• [Source records]:
start
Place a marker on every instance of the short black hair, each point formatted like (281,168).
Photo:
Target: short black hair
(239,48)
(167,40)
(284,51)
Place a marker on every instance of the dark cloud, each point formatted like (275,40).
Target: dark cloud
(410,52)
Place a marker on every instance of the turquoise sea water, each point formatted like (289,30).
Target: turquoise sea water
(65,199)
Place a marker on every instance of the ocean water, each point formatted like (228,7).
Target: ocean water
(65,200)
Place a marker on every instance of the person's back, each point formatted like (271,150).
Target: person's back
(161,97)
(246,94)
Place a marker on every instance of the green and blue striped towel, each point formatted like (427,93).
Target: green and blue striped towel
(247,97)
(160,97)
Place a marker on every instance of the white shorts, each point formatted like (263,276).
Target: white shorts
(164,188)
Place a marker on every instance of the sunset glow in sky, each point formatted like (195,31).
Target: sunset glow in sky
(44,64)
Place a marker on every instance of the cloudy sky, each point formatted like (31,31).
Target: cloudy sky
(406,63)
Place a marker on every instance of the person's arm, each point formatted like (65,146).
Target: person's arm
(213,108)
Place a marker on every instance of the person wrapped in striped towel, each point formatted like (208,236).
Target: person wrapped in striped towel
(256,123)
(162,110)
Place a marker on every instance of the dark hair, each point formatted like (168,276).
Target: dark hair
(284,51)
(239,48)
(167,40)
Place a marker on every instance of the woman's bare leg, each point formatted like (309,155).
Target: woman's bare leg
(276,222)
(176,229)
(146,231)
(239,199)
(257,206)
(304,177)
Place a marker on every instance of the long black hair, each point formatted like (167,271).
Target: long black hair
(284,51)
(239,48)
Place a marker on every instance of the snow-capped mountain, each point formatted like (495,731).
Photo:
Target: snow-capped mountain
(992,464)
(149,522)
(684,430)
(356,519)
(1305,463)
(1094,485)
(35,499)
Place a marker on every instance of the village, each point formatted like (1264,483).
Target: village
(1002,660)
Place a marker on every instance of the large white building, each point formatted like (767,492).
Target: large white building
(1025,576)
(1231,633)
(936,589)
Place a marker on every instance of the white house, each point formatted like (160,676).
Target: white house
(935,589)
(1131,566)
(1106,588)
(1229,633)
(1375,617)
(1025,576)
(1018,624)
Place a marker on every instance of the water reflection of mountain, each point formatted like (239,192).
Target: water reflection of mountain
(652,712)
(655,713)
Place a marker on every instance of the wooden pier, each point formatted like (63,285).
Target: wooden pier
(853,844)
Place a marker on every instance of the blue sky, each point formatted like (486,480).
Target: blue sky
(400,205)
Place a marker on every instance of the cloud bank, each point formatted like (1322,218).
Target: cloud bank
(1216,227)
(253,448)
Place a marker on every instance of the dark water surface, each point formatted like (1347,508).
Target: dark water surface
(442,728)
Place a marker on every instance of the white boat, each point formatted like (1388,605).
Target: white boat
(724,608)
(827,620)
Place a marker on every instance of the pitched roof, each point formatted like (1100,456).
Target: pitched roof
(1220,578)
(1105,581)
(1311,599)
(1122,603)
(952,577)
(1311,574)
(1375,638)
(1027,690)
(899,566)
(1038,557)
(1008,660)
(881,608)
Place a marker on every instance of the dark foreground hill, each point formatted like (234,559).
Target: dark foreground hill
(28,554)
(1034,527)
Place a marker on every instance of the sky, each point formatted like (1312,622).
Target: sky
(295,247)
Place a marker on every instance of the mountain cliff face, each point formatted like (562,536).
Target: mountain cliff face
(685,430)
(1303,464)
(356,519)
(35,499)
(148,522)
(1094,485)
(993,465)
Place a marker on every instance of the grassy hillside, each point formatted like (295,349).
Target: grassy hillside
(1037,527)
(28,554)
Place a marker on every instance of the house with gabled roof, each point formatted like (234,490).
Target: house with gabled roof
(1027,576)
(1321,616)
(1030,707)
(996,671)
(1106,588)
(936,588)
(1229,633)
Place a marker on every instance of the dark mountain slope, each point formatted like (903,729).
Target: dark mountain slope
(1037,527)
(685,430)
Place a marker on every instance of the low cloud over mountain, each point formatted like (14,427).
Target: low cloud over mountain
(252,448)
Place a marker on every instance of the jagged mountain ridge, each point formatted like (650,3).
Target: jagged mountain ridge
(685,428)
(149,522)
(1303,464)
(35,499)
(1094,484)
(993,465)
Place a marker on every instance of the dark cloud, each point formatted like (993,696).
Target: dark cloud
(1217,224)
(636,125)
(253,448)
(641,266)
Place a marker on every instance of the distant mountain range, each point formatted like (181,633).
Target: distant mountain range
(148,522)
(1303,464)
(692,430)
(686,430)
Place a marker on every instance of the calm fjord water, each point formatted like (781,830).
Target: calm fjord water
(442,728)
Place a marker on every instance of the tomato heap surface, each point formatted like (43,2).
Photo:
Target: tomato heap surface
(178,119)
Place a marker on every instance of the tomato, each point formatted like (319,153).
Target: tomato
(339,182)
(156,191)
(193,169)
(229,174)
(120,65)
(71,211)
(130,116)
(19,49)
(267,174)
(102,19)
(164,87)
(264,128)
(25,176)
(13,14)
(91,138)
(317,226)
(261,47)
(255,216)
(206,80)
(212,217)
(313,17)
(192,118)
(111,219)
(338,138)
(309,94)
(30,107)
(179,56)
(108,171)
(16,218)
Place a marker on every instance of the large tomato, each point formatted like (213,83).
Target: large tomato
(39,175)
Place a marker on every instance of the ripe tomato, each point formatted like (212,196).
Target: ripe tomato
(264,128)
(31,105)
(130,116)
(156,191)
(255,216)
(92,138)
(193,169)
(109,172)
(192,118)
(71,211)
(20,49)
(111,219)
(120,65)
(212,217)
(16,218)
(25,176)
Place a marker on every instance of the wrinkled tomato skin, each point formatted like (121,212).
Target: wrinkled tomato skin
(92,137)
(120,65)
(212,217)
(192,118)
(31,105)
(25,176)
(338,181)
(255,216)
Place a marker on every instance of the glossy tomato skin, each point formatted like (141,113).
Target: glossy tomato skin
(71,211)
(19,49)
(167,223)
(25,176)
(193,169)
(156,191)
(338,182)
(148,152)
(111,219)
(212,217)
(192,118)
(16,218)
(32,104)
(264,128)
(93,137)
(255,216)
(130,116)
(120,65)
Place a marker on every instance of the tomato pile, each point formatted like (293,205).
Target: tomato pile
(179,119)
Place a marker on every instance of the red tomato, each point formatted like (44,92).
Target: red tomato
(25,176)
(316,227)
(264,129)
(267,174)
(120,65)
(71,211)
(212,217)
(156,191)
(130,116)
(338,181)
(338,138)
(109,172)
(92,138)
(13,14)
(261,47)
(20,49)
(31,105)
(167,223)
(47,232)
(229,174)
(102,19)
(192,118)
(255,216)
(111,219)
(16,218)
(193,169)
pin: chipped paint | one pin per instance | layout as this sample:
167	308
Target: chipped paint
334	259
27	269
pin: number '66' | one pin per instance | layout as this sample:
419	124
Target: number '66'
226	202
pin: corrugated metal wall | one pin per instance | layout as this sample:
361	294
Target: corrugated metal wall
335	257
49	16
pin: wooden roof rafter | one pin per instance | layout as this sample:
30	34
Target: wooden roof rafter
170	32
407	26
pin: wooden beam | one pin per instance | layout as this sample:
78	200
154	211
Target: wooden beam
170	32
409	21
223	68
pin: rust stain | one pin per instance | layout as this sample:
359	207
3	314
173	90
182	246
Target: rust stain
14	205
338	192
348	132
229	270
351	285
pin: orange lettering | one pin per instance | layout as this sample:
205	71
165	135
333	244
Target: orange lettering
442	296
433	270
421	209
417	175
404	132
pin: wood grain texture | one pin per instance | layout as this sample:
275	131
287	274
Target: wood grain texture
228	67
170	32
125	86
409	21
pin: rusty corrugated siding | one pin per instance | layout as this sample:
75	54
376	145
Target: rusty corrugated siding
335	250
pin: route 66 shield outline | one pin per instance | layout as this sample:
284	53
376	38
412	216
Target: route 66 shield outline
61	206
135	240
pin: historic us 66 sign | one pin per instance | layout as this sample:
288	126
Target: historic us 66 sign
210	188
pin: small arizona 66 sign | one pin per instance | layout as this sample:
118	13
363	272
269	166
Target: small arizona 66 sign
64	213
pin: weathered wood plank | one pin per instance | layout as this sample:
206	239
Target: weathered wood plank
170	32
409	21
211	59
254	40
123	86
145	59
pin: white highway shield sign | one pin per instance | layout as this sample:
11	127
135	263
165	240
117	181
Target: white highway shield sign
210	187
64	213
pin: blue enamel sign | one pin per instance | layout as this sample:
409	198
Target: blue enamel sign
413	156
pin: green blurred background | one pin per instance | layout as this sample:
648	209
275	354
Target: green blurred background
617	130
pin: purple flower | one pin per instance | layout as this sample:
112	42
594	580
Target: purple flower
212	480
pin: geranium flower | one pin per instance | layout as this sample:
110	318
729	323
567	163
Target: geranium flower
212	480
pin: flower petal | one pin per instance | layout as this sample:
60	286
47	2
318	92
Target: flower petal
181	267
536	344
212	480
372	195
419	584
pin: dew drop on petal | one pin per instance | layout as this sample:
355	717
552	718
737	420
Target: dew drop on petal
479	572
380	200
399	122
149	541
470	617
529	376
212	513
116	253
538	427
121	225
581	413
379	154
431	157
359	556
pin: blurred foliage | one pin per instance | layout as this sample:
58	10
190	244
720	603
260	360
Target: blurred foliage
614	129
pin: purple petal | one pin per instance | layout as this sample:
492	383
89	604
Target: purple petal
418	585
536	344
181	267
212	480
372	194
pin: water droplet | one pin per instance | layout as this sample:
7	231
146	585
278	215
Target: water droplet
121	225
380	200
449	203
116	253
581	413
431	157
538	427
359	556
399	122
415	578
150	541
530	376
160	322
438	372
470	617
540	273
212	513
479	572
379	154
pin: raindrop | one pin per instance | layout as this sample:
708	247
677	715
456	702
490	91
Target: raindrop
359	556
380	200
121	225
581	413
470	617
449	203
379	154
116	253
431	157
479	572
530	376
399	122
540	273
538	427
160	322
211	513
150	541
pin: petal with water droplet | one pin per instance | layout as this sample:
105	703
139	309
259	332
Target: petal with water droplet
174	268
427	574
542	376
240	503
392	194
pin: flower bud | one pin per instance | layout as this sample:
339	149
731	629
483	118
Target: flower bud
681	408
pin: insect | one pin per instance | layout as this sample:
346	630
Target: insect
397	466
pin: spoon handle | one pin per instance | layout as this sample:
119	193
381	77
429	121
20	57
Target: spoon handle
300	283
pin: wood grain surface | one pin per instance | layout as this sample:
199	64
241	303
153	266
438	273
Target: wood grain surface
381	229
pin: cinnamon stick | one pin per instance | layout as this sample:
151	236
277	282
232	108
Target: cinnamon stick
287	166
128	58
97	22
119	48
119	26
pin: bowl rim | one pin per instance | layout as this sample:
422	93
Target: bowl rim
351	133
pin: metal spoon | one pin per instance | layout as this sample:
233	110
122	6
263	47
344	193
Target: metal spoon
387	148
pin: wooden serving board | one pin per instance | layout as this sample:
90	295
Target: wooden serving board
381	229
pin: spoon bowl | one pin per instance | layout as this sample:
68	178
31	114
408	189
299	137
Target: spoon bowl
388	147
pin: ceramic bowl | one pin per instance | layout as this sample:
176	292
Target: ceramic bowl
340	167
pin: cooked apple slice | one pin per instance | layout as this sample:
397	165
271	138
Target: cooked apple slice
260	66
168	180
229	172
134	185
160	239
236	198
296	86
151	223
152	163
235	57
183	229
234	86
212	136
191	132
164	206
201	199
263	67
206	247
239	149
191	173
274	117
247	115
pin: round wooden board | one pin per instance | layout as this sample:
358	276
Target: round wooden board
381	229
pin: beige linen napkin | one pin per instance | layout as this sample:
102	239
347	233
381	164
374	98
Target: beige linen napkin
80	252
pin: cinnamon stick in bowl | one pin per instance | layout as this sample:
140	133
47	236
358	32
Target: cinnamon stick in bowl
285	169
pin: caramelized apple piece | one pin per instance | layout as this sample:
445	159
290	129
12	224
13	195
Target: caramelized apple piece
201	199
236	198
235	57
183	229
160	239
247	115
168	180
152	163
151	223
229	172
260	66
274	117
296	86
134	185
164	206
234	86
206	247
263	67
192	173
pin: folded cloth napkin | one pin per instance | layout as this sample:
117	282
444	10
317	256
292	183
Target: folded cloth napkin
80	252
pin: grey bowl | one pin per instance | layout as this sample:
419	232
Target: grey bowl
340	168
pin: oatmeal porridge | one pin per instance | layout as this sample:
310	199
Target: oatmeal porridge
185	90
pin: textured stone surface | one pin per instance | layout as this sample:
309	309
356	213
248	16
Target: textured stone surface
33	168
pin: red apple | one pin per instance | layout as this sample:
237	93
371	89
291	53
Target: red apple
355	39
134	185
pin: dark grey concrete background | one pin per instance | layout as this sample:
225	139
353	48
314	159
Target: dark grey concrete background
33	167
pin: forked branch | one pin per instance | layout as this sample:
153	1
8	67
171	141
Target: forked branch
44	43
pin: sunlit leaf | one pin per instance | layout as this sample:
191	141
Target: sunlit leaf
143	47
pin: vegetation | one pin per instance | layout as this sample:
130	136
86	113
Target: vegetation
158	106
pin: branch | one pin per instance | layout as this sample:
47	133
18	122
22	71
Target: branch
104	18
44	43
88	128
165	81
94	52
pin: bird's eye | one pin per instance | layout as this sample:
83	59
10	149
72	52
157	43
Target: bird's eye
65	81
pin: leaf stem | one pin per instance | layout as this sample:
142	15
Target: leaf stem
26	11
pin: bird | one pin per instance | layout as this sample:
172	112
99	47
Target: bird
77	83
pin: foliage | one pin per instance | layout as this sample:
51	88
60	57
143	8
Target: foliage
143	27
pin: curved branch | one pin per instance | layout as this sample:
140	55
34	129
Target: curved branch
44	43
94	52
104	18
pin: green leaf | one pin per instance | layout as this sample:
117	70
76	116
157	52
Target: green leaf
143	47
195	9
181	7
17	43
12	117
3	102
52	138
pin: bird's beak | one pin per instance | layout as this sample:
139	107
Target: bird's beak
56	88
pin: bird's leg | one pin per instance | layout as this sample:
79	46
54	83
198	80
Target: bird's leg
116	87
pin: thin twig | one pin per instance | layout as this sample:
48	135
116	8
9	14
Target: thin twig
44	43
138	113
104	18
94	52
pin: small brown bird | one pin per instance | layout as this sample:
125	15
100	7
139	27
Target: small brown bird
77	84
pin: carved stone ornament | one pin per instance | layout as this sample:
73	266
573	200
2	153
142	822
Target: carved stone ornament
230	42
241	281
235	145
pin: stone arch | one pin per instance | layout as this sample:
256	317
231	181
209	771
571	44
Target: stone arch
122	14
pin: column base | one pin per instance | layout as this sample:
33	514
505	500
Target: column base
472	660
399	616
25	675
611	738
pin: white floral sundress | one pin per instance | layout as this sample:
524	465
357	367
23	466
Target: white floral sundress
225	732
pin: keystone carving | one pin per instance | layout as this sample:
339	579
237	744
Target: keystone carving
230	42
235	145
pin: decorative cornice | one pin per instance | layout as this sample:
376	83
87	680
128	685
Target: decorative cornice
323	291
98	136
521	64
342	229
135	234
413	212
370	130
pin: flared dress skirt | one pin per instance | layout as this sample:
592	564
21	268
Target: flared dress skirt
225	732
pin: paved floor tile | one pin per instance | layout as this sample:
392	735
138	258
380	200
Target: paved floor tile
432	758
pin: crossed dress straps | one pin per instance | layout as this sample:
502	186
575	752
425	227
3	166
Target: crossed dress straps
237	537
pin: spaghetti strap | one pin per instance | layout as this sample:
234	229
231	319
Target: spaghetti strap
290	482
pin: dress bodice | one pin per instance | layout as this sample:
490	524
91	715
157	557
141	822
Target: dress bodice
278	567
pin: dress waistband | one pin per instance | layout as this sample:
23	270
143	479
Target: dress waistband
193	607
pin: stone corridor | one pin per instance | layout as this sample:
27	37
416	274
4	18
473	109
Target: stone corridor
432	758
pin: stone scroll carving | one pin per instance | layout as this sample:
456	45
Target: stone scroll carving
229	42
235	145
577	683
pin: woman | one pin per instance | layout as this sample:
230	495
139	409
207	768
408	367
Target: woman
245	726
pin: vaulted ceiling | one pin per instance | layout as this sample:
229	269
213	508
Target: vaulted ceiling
end
• [What the task requires]: Repeat, exactly and only, the lines above from the one containing "pin: column base" through the end of the material.

• [Result for this task]:
pin: column base | one pin per instance | layout as this sample:
33	514
505	500
Target: column base
472	660
399	616
25	675
611	738
pin: white floral sundress | one pin per instance | layout as this sample:
524	465
357	367
23	466
Target: white floral sundress
225	732
pin: keystone carving | one pin per instance | layout as this sample:
339	579
237	744
Target: keystone carving
230	42
235	145
pin: decorative cornice | one pin per instance | layout as this sample:
376	83
87	680
128	685
Target: decorative cornice
323	291
98	136
521	64
342	229
135	234
413	212
370	130
pin: flared dress skirt | one pin per instance | layout as this sample:
592	564
21	268
Target: flared dress skirt
225	732
pin: paved floor tile | one pin per instance | layout as this sample:
392	735
138	258
380	200
Target: paved floor tile
432	758
pin: crossed dress straps | one pin per instance | layout as this sample:
502	186
575	752
425	227
3	166
Target: crossed dress straps
237	537
pin: spaghetti strap | one pin per instance | layout as this sample:
234	229
231	319
Target: spaghetti strap
290	482
pin: dress bodice | one pin per instance | layout as this sample:
490	524
91	715
157	557
141	822
Target: dress bodice
278	567
pin: dress waistband | one pin per instance | layout as this sample:
23	270
143	479
Target: dress waistband
193	607
pin: stone corridor | one pin per instance | layout as this sample:
27	37
416	274
4	18
473	109
Target: stone corridor
432	758
pin: stone scroll carving | one pin per instance | layout as this sample:
456	45
Target: stone scroll carving
229	42
235	145
577	683
pin: woman | one pin per instance | layout as this sample:
230	495
139	409
207	768
408	367
Target: woman
245	726
pin: vaulted ceiling | one pin per instance | layout as this sample:
229	269
213	508
Target: vaulted ceiling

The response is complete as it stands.